EXERCISE OBJECTIVE:
Find the word "back" in the data, then copy each line where it is found.

Natural language region descriptions
::::::::::

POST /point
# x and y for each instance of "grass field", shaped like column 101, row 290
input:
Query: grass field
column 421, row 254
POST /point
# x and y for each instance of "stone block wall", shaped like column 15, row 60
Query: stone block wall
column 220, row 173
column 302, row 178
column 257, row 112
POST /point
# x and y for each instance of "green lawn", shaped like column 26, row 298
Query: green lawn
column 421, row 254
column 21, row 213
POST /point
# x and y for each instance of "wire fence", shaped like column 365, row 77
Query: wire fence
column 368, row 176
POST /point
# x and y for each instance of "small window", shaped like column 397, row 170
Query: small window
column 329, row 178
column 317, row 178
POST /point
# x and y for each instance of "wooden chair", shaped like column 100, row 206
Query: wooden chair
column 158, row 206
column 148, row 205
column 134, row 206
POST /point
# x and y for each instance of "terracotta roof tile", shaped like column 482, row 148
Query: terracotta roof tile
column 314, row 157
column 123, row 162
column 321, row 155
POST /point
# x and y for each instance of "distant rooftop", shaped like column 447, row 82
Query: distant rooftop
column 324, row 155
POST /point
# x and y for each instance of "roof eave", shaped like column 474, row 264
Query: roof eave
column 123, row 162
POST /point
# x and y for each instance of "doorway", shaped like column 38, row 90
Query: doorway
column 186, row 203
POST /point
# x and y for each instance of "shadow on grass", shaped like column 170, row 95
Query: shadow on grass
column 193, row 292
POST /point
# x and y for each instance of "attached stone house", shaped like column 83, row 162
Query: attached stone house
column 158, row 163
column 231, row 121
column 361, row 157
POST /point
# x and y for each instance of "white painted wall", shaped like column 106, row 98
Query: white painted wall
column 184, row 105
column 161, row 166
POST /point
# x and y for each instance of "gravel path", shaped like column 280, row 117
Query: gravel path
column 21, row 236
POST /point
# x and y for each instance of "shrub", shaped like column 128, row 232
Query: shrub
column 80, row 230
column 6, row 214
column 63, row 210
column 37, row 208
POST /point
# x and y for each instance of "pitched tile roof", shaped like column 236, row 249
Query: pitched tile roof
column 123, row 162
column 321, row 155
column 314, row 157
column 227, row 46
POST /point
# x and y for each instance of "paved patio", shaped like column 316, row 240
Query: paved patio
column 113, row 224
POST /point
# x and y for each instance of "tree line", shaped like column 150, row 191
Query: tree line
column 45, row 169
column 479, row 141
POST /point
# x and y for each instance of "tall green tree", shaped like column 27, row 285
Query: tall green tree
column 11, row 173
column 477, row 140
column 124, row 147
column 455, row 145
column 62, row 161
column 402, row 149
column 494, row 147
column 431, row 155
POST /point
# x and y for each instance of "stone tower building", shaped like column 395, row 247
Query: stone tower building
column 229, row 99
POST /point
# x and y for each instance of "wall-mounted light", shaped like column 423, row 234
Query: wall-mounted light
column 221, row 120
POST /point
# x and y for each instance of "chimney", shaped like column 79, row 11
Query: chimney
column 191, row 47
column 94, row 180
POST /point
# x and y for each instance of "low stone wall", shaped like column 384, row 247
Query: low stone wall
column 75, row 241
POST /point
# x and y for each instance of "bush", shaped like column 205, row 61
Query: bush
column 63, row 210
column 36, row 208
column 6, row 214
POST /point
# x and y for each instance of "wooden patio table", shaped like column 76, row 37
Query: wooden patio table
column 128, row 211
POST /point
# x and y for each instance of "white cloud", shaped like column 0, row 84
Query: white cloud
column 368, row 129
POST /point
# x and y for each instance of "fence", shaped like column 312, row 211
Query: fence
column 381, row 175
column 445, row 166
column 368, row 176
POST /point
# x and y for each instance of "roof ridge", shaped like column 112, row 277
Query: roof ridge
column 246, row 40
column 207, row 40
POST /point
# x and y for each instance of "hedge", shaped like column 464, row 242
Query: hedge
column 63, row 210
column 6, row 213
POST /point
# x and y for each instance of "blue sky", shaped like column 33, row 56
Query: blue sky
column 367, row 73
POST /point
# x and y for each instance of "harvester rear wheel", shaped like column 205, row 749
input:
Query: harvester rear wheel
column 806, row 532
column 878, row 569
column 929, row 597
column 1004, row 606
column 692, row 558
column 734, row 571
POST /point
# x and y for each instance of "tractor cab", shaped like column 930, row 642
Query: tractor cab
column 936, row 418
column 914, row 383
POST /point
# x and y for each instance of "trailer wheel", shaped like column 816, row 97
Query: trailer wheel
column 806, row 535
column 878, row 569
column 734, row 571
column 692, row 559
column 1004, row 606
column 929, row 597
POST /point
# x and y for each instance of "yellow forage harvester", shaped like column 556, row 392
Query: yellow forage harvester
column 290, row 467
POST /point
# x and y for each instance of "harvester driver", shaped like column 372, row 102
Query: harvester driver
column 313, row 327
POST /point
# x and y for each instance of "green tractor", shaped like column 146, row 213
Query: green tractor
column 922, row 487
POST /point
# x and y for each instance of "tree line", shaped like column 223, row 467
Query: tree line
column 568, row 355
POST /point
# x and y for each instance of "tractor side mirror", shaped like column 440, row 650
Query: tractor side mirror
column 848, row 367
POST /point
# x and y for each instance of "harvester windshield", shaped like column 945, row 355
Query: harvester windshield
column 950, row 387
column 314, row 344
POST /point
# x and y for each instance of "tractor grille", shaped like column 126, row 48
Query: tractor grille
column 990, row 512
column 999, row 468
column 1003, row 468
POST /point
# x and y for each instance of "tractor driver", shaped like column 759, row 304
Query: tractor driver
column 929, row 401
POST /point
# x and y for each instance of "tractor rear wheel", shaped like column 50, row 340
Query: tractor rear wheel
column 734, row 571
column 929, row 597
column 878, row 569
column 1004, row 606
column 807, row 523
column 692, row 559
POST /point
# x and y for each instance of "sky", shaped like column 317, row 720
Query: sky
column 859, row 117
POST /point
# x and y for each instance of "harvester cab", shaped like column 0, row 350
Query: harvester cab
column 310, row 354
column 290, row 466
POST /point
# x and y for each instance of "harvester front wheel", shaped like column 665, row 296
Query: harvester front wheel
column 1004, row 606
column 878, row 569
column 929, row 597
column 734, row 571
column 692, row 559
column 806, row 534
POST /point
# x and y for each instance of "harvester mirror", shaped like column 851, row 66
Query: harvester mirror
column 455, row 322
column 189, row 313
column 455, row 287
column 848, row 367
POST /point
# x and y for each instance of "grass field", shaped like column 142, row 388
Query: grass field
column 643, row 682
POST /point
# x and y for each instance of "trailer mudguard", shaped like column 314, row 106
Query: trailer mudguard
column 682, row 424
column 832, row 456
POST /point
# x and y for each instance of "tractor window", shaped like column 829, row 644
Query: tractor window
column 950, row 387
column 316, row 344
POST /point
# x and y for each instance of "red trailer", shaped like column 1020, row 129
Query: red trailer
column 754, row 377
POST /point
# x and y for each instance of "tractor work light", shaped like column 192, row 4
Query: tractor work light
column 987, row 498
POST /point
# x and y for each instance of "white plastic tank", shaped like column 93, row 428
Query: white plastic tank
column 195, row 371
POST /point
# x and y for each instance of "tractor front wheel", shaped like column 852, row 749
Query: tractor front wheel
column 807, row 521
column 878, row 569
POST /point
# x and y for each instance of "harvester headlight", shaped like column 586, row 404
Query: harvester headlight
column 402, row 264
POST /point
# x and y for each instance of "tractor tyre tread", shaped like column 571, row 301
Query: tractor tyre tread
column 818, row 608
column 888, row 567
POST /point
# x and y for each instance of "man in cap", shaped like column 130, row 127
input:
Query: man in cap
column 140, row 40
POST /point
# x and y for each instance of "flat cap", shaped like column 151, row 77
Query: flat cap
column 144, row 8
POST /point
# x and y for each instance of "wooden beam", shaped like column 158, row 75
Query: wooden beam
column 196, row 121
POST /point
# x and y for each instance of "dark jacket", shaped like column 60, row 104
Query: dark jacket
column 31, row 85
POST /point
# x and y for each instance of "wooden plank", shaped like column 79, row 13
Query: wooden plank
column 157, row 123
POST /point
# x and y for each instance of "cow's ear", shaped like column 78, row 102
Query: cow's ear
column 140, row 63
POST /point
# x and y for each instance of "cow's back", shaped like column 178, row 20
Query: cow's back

::::::::::

EXERCISE OUTPUT:
# x and y for each instance of "cow's back", shaped like column 178, row 20
Query: cow's back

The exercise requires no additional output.